(Items from a dataset)
start

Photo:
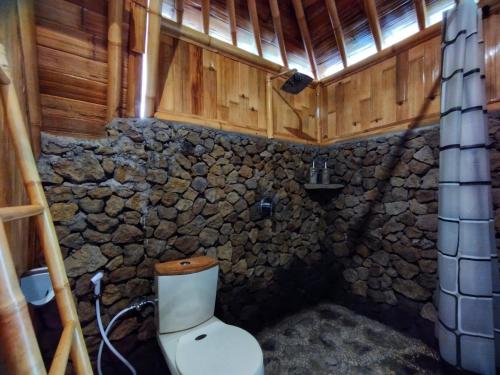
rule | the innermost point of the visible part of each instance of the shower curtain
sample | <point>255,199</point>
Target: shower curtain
<point>468,328</point>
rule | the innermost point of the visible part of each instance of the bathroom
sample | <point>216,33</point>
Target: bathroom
<point>264,193</point>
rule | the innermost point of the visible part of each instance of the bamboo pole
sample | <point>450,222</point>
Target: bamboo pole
<point>115,19</point>
<point>44,224</point>
<point>269,107</point>
<point>231,10</point>
<point>19,212</point>
<point>152,56</point>
<point>26,9</point>
<point>278,29</point>
<point>17,336</point>
<point>205,10</point>
<point>60,360</point>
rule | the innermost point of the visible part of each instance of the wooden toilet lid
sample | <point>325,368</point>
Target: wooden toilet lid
<point>185,266</point>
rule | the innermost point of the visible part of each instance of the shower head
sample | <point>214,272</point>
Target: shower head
<point>295,83</point>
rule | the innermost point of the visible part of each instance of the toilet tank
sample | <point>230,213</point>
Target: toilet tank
<point>186,291</point>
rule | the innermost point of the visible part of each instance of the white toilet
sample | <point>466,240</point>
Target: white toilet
<point>192,339</point>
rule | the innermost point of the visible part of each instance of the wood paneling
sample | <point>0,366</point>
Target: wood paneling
<point>73,63</point>
<point>207,88</point>
<point>12,191</point>
<point>399,92</point>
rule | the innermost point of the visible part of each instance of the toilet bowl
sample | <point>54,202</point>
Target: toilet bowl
<point>193,341</point>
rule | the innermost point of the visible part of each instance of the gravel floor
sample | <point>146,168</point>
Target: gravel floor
<point>331,339</point>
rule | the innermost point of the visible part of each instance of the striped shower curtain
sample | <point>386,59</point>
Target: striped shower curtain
<point>469,290</point>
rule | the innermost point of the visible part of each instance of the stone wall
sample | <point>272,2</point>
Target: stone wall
<point>155,191</point>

end

Update the part of the material that opens with the line containing "the striped shower curtain" and runs through the end of the material, replacing "stone wall" with "brick wall" and leaving everything else unchanged. Return only that part.

rule | the innermost point of the visible part of each instance of the striped shower curtain
sample | <point>386,59</point>
Target: striped shower curtain
<point>469,290</point>
rule | the innermost point of the visible part of each instance of the brick wall
sample | <point>272,2</point>
Target: brick wall
<point>155,191</point>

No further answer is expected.